+++ EXTRAIT CITÉ +++

La réédition de ce livre, très commenté à sa parution, permet de revenir sur un aspect méconnu du IIIe Reich : l’ampleur de la toxicomanie qui sévissait à tous les échelons du régime nazi.
Produites par sa puissante industrie chimique et pharmaceutique, cocaïne et héroïne étaient abondantes dans l’Allemagne d’avant-guerre. Les nazis en firent un des symboles de la dégénérescence du pays après la défaite de 1918 et le très honni traité de Versailles. Dès leur arrivée au pouvoir, ils entreprirent d’éliminer physiquement les personnes dépendantes. Idéologiquement la lutte contre la drogue avait pour but de protéger la pureté de la race aryenne mise à mal par ceux qui voulaient la corrompre, c’est-à-dire les juifs. Un combat mené sous l’égide d’un führer, exemplaire par son style de vie frugal, végétarien et détestant le tabac et l’alcool (ce qui n’était pas le cas de Göring, grand consommateur de cocaïne et de morphine).

+++ DONNÉES SOURCES +++

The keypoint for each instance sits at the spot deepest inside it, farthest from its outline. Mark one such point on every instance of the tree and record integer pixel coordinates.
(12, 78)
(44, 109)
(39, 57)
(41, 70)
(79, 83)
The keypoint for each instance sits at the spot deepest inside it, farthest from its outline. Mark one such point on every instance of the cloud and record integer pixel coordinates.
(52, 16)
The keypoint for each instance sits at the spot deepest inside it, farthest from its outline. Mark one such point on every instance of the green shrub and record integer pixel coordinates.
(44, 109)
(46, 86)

+++
+++ DONNÉES SOURCES +++

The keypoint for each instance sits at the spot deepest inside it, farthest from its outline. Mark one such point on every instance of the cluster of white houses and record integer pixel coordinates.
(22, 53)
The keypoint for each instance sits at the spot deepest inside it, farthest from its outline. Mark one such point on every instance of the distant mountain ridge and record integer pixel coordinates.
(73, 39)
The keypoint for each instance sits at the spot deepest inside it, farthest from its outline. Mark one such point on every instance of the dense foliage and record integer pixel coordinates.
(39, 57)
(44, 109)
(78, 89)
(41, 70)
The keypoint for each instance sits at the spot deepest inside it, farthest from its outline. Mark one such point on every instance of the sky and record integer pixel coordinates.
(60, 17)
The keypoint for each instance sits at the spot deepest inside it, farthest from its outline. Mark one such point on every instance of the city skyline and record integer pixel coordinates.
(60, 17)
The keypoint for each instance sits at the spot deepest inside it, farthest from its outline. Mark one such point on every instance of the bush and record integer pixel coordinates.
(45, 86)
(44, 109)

+++

CONSIGNE 1
Restituez à l'identique le passage de l'extrait qui s'ouvre sur les mots contenant "Produites par sa" et se clôt sur "et de morphine).".
CONSIGNE 2
Quelles substances l'extrait mentionne-t-il ? Donnez-les toutes.
CONSIGNE 3
D'après l'extrait, quel but idéologique la lutte contre la drogue poursuivait-elle ?
Appuyez-vous uniquement sur l'extrait.

RÉPONSE 1
Produites par sa puissante industrie chimique et pharmaceutique, cocaïne et héroïne étaient abondantes dans l’Allemagne d’avant-guerre. Les nazis en firent un des symboles de la dégénérescence du pays après la défaite de 1918 et le très honni traité de Versailles. Dès leur arrivée au pouvoir, ils entreprirent d’éliminer physiquement les personnes dépendantes. Idéologiquement la lutte contre la drogue avait pour but de protéger la pureté de la race aryenne mise à mal par ceux qui voulaient la corrompre, c’est-à-dire les juifs. Un combat mené sous l’égide d’un führer, exemplaire par son style de vie frugal, végétarien et détestant le tabac et l’alcool (ce qui n’était pas le cas de Göring, grand consommateur de cocaïne et de morphine).

RÉPONSE 2
cocaïne, héroïne, tabac, alcool, morphine

RÉPONSE 3
Protéger la pureté de la race aryenne.